Exercise: Find each line in the entries below that contains the word "background", and copy those lines out in full.

— start —

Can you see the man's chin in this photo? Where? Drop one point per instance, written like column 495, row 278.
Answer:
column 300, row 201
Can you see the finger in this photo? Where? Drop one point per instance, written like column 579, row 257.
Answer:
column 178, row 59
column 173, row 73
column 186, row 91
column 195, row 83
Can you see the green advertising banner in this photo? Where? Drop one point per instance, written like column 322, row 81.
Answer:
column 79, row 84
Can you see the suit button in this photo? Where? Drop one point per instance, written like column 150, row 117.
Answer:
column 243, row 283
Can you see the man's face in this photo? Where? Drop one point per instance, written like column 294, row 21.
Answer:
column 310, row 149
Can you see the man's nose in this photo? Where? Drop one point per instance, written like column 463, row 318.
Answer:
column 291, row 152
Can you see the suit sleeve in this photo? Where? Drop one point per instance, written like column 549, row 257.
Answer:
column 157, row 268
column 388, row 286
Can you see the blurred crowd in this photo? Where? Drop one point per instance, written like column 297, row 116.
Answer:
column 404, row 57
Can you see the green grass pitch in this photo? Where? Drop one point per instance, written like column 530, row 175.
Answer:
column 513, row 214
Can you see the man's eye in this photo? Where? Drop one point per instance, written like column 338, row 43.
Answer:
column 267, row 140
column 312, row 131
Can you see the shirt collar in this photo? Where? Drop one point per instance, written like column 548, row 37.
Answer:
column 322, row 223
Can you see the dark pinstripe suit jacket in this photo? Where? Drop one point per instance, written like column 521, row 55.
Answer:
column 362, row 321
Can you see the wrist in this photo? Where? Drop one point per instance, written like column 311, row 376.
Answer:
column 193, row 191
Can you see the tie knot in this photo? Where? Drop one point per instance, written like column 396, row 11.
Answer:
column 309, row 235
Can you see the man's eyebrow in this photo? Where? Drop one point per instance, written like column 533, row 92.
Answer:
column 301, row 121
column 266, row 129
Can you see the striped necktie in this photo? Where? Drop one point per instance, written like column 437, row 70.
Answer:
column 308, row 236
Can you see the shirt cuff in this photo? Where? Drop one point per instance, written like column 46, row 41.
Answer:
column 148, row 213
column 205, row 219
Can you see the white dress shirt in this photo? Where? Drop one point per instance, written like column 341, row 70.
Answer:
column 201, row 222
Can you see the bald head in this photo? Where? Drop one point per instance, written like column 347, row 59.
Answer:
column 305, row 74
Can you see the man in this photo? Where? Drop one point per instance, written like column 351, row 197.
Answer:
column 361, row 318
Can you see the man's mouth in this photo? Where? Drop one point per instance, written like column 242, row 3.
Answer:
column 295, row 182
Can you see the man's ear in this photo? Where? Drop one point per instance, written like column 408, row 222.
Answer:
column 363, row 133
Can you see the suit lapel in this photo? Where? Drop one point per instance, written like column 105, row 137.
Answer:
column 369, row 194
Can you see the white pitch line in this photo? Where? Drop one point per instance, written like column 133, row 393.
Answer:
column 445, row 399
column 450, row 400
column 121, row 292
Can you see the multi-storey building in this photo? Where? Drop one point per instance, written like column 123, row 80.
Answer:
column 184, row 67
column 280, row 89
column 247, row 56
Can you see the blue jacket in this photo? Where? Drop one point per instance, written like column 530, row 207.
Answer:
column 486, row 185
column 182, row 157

— end —
— start —

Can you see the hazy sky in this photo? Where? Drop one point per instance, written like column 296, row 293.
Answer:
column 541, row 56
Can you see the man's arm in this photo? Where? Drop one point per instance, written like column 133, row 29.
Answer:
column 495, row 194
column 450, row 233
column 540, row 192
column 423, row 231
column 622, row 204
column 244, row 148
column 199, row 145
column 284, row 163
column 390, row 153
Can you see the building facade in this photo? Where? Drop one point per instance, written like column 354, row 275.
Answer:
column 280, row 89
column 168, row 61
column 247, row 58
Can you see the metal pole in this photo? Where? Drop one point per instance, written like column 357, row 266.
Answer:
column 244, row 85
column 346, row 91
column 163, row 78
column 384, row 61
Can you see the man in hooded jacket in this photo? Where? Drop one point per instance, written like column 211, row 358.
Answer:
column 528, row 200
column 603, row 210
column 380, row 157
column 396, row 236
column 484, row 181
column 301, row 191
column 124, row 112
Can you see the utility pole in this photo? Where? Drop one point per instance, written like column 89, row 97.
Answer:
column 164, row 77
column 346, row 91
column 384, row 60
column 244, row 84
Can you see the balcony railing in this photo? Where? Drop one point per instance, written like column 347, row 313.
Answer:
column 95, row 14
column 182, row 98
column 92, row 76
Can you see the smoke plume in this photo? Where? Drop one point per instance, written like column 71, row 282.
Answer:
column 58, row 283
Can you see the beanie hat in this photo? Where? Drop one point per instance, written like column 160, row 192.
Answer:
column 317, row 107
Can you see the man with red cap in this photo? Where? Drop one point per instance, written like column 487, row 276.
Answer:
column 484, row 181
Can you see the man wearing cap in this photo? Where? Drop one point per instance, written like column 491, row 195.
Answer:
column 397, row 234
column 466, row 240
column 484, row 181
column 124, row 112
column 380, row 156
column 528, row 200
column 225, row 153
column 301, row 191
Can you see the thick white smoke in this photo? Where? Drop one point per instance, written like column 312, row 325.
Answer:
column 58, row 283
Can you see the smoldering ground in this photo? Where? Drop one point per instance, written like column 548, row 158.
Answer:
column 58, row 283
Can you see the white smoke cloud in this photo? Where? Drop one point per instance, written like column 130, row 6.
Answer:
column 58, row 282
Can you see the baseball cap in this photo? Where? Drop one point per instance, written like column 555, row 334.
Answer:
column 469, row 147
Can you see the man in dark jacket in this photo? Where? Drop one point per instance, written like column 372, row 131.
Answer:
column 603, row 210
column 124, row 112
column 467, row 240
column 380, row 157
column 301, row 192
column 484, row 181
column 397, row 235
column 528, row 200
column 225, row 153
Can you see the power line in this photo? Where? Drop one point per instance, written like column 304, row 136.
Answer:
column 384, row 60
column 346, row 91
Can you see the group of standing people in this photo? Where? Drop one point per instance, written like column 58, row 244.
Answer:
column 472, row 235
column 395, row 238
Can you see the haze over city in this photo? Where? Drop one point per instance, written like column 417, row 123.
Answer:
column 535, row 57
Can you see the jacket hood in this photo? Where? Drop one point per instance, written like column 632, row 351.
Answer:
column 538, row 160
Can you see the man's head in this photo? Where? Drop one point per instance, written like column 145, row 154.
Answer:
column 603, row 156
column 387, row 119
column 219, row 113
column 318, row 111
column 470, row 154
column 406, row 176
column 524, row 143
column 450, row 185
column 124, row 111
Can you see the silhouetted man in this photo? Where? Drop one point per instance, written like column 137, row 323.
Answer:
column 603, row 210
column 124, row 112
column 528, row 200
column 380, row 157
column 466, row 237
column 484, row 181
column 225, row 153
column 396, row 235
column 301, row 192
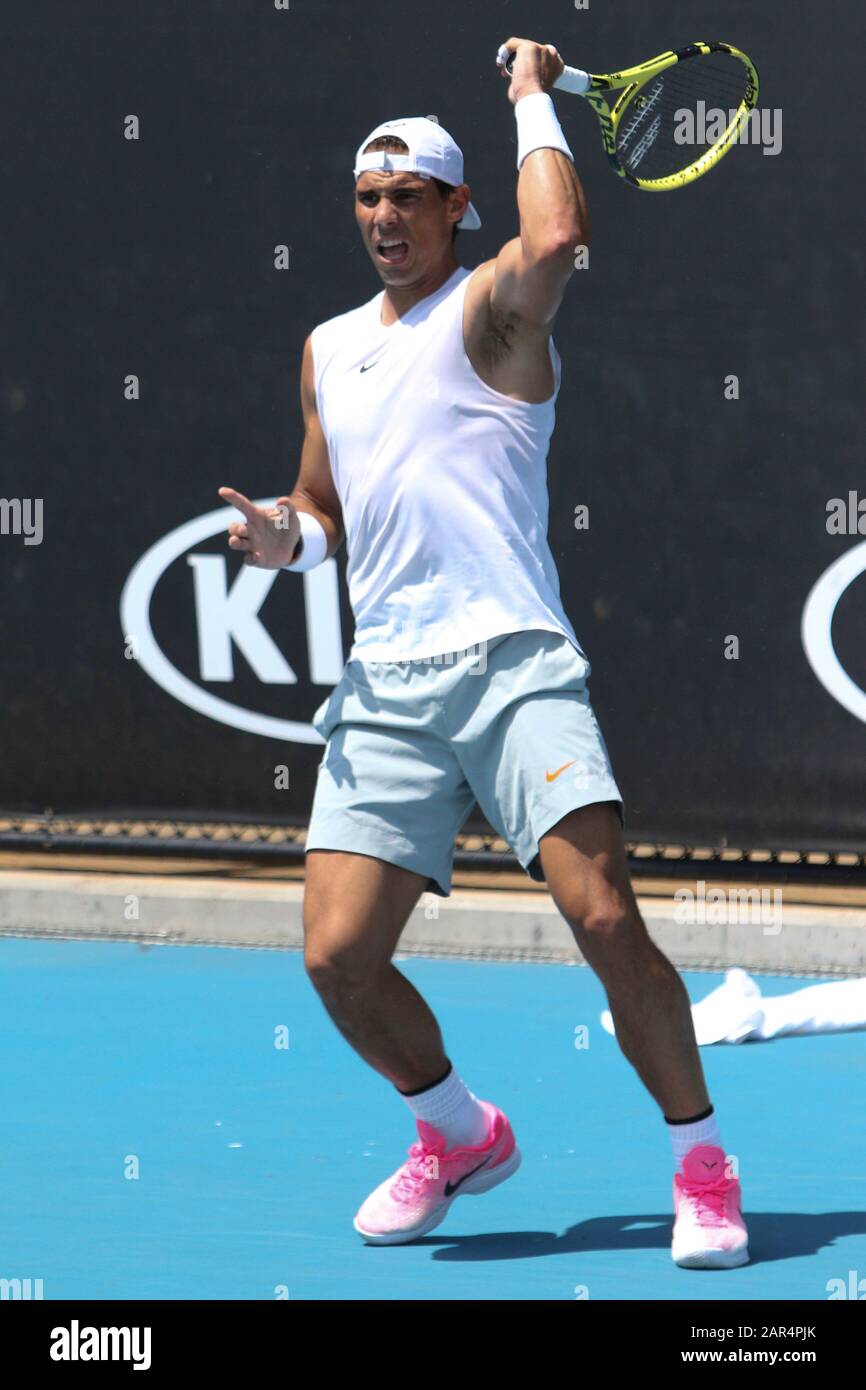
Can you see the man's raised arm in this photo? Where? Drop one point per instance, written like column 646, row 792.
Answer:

— end —
— start —

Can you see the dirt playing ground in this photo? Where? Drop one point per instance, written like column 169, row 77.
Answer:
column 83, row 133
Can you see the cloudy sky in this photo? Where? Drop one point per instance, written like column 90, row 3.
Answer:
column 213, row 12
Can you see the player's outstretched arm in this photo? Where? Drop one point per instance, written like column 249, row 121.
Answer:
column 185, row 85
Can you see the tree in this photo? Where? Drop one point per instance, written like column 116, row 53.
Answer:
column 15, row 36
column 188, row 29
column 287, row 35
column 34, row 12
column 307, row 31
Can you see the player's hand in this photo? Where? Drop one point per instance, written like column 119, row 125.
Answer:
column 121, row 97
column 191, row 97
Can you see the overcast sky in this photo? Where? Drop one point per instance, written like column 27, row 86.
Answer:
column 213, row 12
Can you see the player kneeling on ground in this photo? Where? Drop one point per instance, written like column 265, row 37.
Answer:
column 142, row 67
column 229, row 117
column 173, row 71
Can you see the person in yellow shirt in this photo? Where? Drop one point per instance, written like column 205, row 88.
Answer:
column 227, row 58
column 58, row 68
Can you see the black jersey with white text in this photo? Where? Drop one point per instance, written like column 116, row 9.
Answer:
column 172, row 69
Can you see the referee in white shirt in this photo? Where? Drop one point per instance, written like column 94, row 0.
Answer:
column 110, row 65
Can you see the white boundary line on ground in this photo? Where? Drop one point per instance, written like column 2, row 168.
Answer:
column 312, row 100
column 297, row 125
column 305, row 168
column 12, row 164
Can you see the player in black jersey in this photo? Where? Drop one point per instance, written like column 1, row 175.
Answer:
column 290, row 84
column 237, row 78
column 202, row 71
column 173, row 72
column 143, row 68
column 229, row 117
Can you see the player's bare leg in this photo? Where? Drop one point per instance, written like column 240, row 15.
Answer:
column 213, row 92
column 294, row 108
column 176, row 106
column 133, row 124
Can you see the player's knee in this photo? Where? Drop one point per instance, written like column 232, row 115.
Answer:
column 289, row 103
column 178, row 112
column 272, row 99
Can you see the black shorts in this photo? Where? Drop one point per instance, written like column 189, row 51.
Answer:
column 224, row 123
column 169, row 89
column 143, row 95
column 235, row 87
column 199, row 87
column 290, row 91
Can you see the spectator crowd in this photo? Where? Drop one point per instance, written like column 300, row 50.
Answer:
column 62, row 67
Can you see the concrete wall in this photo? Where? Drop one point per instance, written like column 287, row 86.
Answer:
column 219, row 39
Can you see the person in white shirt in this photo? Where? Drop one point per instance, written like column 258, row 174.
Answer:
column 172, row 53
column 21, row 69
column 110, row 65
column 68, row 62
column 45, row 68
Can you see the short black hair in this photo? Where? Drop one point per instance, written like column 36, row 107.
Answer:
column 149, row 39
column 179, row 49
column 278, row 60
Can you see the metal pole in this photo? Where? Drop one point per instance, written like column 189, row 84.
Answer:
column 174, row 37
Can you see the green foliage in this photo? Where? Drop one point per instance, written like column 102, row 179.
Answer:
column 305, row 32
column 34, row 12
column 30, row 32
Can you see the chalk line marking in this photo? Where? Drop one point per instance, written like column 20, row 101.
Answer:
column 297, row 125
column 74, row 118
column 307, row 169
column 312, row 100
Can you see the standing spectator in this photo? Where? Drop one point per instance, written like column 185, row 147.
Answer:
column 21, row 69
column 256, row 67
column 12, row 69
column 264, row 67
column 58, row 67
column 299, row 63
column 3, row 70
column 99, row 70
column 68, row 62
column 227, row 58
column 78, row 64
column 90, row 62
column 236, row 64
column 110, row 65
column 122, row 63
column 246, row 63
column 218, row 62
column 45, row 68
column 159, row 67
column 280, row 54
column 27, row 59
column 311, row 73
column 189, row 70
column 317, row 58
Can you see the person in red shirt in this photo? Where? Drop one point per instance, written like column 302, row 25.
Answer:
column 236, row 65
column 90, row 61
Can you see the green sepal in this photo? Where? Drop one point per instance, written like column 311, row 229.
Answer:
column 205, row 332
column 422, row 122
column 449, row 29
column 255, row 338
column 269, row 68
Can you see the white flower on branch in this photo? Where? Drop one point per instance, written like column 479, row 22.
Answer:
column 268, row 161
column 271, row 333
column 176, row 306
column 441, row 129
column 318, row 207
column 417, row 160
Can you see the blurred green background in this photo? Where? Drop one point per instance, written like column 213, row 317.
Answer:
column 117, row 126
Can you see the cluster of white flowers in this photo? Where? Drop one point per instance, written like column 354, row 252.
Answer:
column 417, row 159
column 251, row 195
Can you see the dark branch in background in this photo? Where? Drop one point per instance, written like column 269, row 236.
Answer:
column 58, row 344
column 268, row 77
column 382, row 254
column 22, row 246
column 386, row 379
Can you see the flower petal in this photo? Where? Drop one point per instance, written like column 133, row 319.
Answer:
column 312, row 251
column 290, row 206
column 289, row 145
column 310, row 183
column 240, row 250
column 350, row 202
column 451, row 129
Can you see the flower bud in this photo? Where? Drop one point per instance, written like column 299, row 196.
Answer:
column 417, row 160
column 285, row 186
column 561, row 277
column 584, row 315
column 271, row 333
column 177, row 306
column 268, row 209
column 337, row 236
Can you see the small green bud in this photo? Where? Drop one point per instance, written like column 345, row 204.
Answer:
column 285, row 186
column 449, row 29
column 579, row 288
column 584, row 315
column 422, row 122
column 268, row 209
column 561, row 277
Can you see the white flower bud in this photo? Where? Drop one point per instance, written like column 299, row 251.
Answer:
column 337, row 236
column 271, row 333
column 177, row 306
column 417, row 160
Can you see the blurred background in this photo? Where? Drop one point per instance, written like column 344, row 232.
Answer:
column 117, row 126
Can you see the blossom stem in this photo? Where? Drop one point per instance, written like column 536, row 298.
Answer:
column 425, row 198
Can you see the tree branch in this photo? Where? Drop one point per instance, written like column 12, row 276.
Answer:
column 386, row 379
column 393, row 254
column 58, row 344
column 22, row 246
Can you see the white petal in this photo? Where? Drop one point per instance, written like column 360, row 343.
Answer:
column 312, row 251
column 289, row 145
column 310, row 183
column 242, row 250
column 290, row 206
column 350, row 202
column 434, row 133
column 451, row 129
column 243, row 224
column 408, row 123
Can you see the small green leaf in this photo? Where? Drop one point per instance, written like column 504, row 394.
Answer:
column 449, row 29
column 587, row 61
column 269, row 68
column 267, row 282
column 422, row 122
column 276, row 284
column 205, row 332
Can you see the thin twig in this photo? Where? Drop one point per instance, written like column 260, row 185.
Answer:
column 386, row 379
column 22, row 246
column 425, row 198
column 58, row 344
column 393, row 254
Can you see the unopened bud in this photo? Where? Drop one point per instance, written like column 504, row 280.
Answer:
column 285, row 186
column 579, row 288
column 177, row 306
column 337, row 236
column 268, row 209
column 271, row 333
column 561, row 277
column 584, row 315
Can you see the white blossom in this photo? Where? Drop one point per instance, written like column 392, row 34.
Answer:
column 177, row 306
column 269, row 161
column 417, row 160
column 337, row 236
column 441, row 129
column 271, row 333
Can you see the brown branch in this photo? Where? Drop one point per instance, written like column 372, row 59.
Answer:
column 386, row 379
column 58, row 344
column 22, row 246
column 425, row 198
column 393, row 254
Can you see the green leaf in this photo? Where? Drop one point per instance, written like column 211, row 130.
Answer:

— end —

Output of the exercise:
Can you see the blurred green background in this photo? Where? Drop one point per instance, written like column 213, row 317.
Can you see the dark branch in background in this photo? Where? Drop one point per instance, written like column 269, row 236.
Can you see the blurred background in this photo? Where? Drop one point per instance, written like column 344, row 232.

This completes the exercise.